* 任务
请从下方条目中挑出所有含有字符串“table”的行并原样抄录，匹配时区分大小写。

════════════════

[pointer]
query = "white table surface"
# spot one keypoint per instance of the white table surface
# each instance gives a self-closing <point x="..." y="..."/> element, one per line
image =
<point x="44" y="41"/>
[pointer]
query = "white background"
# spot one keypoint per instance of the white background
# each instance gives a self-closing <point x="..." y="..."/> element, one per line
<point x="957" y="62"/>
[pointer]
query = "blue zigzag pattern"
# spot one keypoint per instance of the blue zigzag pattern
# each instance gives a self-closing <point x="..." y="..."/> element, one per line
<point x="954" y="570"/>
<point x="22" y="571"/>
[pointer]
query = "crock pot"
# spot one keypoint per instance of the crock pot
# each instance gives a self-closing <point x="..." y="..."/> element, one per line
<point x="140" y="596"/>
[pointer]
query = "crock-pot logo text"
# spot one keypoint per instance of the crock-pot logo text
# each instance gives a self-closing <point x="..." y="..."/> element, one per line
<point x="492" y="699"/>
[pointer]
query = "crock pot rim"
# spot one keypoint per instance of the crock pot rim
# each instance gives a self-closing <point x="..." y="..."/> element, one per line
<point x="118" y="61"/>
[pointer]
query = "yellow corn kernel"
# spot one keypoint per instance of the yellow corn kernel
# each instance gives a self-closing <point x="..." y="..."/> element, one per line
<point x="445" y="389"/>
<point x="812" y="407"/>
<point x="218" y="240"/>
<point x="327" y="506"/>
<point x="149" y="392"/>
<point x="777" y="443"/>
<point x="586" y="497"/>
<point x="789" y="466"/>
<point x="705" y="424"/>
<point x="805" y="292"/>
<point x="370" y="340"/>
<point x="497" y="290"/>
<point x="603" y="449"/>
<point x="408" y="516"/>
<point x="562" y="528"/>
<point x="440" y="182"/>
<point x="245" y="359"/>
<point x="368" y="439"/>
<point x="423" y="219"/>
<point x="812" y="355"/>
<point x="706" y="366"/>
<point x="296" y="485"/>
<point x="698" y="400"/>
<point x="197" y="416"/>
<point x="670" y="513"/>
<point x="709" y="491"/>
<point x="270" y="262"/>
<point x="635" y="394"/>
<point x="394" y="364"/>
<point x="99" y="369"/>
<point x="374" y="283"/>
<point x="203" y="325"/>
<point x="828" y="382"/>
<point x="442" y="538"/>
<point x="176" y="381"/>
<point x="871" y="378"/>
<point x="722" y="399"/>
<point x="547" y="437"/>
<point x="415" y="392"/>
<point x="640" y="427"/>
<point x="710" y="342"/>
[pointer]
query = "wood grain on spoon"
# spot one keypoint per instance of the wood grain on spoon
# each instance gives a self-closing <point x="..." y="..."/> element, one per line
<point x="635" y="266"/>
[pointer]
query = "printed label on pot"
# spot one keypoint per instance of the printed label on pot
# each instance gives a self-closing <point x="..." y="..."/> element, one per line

════════════════

* 任务结果
query = "white table surface"
# spot one keypoint per instance of the white table surface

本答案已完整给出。